- Testo in esame
---*---
Mene Pangalos, vicepresidente esecutivo della ricerca e sviluppo di prodotti biofarmaceutici di AstraZeneca l’ga definita “serendipity“, ovvero una fortunata casualità. E’ l’errore di dosaggio che avrebbe permesso al vaccino Oxford-Irbm contro Covid-19 di raggiungere l’efficacia al 90% documentata dagli ultimi dati resi noti ieri. La vicenda è ormai stata raccontata da tutta la stampa internazionale e svela il retroscena di come si sia arrivati a scoprire la dose ottimale per uno dei prodotti candidato a fare da scudo contro il coronavirus Sars-Cov-2.
---*---
- Estratto dei dati
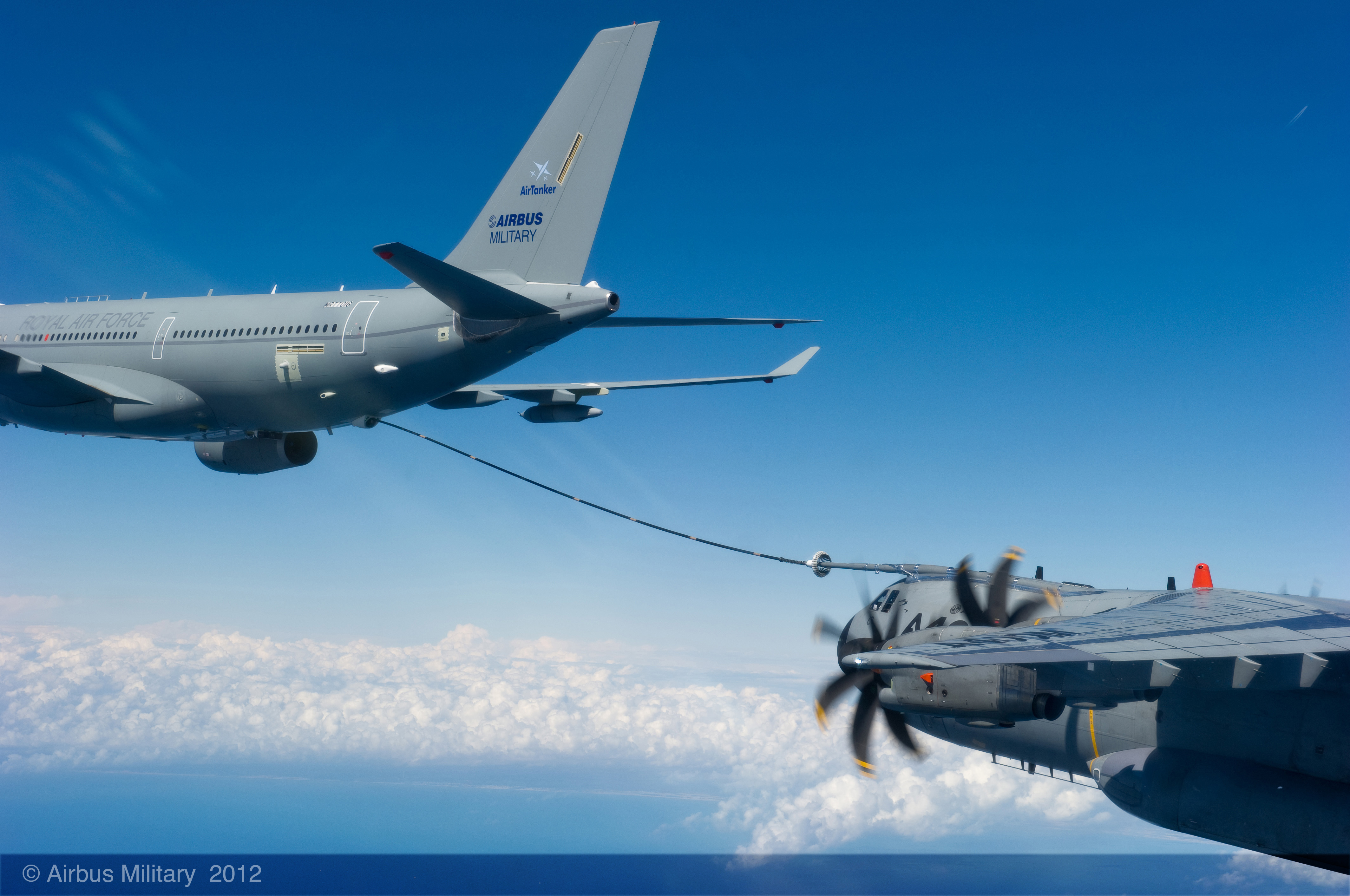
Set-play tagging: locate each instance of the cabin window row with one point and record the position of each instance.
(249, 331)
(73, 338)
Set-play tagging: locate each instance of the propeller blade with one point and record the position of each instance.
(998, 604)
(824, 627)
(867, 608)
(895, 721)
(863, 725)
(966, 594)
(1032, 611)
(835, 690)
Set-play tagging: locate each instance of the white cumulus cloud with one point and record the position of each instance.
(150, 698)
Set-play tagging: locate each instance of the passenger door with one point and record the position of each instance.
(354, 334)
(157, 353)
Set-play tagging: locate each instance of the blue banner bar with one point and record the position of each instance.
(262, 875)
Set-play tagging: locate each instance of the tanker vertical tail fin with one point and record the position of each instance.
(541, 222)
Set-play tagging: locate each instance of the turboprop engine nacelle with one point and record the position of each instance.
(1230, 801)
(561, 414)
(265, 454)
(990, 693)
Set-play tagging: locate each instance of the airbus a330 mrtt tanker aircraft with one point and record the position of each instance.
(249, 378)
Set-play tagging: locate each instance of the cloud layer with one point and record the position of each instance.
(135, 699)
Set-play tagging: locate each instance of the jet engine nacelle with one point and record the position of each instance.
(1001, 693)
(1247, 805)
(561, 414)
(265, 454)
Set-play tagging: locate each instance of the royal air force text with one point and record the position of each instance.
(518, 227)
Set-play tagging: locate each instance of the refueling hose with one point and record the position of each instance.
(613, 513)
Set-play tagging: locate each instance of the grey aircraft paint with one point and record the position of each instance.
(220, 370)
(1209, 712)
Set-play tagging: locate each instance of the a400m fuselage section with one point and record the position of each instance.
(225, 366)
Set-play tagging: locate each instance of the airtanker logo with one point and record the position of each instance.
(541, 173)
(516, 220)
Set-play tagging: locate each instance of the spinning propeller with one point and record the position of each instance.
(994, 614)
(867, 682)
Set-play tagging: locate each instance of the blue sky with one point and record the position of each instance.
(1083, 289)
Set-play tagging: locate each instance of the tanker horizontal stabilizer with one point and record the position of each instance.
(566, 393)
(469, 295)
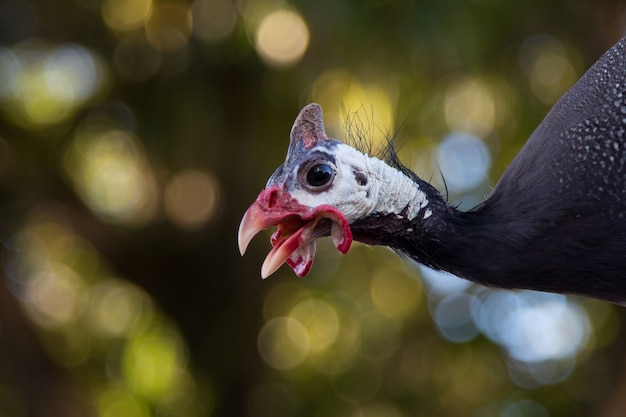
---*---
- Esercizi
- a) Nel testo sul vaccino Oxford-Irbm, perché Mene Pangalos definisce l'errore di dosaggio una "serendipity"? Rispondi in una o due frasi.
- b) Prosegui il testo sul vaccino Oxford-Irbm dopo la sua ultima frase.
L'elenco è materiale a sé, indipendente dal testo.

- Risposte agli esercizi
- a) Lo definisce una fortunata casualità perché quell'errore avrebbe permesso al vaccino Oxford-Irbm di raggiungere l'efficacia al 90% documentata dagli ultimi dati. In questo modo si è arrivati a scoprire la dose ottimale.

- b)
In base a quanto riferito dai ricercatori che si stanno occupando di studiare il vaccino, il regime a due dosi complete ha mostrato un’efficacia del 62%. Dove sta però l’errore: nei partecipanti al trial ai quali è stata data “per sbaglio” prima una dose dimezzata e poi una intera come seconda somministrazione, questa efficacia ha raggiunto quota 90%. Quando i ricercatori dell’ateneo impegnati nel trial distribuivano il vaccino alla fine di aprile, hanno notato in alcuni volontari effetti collaterali attesi come affaticamento, mal di testa o dolori alle braccia più lievi del previsto, ricostruisce il ‘Guardian’ online. “Così siamo tornati indietro e abbiamo controllato. Abbiamo scoperto che era stata sottostimata la dose del vaccino della metà“, ha raccontato Pangalos. Invece di rifare tutto daccapo, i ricercatori hanno deciso di continuare con la mezza dose e poi dare il richiamo alla dose completa secondo la scadenza programmata.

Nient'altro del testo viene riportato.